** Begin **

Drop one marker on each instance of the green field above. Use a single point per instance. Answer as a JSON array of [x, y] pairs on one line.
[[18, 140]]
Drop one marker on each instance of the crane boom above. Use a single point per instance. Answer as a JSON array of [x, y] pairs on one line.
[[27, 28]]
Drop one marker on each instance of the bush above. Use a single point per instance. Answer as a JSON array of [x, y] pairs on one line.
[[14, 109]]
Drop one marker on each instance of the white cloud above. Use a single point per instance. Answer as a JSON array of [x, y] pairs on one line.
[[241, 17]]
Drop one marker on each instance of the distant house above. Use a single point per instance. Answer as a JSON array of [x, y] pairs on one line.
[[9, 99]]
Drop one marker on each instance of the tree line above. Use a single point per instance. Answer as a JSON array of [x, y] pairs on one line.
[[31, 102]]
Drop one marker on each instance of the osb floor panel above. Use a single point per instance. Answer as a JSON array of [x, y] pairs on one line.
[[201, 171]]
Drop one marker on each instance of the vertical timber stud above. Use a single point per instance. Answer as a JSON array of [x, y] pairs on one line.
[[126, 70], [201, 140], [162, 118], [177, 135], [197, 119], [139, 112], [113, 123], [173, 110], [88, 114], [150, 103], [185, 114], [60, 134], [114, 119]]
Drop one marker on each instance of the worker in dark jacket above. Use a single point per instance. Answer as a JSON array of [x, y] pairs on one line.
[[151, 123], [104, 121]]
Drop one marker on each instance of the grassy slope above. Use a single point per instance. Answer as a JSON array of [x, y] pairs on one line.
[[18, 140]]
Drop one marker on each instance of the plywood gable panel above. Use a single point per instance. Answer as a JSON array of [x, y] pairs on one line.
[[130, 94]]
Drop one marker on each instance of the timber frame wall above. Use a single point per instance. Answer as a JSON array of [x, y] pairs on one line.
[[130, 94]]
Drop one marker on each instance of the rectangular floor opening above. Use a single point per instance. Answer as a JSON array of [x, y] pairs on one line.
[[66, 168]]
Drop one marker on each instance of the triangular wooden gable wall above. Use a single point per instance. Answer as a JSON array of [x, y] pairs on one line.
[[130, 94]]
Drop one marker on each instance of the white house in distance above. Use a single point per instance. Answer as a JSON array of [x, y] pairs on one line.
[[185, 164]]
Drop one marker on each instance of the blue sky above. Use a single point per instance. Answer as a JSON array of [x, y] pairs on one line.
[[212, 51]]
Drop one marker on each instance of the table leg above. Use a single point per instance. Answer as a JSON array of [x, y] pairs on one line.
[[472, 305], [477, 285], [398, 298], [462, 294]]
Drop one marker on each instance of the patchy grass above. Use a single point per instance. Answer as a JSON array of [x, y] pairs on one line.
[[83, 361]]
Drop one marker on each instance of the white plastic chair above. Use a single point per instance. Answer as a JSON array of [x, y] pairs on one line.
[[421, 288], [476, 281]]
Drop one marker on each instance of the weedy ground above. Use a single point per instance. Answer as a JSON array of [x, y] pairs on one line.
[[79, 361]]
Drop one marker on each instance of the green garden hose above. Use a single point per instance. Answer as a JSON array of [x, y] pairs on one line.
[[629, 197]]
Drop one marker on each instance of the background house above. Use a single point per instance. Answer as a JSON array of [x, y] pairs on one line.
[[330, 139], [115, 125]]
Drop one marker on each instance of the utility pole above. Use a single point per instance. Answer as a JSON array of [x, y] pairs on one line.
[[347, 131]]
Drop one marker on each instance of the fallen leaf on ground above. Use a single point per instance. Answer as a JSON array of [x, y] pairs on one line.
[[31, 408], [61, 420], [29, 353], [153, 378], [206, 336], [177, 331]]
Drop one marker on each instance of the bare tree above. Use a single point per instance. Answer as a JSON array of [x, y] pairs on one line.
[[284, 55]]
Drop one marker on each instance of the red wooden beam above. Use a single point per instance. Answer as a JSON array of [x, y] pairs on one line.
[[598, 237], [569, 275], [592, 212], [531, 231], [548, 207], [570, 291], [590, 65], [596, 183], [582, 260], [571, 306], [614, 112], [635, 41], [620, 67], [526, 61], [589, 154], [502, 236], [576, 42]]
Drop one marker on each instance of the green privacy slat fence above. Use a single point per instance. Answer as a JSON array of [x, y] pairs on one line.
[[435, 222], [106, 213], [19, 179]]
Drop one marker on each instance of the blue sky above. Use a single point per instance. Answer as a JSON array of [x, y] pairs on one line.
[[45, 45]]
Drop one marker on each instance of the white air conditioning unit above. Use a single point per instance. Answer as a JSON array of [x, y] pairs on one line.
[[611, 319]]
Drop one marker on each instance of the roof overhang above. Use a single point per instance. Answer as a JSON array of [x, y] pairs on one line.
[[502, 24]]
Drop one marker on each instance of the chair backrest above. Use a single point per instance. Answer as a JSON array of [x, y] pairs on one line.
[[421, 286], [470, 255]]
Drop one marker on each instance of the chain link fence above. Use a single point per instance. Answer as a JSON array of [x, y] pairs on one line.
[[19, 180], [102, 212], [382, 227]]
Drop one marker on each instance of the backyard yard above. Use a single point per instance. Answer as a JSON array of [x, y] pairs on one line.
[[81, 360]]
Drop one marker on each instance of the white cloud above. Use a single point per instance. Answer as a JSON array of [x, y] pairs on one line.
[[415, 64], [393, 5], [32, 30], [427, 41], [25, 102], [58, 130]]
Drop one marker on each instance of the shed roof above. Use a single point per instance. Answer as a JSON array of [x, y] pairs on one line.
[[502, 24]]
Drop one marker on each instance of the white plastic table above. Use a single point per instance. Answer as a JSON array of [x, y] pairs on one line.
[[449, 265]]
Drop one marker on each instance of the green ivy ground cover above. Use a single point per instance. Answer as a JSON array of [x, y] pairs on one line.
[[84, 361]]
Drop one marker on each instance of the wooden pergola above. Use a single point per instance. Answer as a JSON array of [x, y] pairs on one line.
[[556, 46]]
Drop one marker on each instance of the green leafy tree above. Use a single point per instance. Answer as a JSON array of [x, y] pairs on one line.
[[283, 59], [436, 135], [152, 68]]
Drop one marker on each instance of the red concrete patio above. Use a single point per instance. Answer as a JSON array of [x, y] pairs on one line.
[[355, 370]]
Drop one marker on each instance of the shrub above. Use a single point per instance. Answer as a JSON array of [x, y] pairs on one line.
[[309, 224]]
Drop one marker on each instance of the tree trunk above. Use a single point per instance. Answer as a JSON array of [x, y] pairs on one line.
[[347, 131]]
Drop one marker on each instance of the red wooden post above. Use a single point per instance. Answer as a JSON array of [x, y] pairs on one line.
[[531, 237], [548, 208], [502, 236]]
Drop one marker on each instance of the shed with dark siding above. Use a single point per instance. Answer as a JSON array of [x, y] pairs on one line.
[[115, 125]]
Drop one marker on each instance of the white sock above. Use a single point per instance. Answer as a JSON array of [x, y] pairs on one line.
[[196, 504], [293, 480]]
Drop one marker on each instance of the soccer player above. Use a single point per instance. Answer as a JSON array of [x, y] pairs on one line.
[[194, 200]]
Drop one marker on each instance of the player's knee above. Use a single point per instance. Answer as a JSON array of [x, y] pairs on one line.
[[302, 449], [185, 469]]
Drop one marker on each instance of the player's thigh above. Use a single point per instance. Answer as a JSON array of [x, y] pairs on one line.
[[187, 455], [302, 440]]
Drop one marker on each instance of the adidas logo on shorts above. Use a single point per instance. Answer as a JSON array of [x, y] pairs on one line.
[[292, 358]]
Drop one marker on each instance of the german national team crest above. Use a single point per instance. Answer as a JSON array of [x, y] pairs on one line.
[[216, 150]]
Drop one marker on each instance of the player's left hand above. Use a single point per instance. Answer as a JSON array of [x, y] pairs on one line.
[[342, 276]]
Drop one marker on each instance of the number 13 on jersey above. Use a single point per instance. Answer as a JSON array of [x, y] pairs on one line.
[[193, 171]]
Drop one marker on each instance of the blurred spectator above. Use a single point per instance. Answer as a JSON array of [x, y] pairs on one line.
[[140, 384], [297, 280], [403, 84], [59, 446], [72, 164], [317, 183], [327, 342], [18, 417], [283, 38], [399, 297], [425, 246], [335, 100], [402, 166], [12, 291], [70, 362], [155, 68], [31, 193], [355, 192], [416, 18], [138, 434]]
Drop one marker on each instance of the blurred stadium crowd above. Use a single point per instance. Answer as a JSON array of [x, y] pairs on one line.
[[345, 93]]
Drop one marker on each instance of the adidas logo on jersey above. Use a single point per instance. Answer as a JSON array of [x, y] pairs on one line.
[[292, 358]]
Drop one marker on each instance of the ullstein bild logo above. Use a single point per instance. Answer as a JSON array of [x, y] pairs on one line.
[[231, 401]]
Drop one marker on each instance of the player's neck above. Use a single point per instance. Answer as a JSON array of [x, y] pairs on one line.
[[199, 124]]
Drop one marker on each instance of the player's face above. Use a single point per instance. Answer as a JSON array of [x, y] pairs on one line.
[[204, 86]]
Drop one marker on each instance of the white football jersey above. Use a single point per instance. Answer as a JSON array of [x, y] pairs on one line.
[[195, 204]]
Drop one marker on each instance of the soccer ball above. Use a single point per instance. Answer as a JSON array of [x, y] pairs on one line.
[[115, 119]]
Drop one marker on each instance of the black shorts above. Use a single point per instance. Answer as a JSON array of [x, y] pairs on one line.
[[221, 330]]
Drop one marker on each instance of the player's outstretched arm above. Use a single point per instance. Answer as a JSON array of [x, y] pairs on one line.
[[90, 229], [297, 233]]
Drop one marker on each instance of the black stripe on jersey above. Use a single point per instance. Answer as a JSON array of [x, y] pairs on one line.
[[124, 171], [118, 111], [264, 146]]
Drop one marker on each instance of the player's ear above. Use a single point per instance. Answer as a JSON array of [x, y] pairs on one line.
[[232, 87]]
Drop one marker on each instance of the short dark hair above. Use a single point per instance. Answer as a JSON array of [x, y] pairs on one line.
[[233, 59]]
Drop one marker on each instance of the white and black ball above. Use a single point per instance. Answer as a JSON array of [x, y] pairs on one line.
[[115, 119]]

** End **

**Stated problem**: Set down the lines from the line with "Drop one marker on each instance of the utility" to the line with "336], [177, 331]]", reproducing each one verbatim.

**Written solution**:
Drop one marker on each instance of the utility pole above. Use a single point per instance. Answer as a JSON array of [x, y] pairs on one line.
[[347, 131]]
Drop one marker on each instance of the fallen leaf on ground above. Use a single point per instance. Answer as a JSON array of [x, y] pairs on one line.
[[31, 408], [61, 420], [29, 353], [153, 378], [206, 336], [177, 331]]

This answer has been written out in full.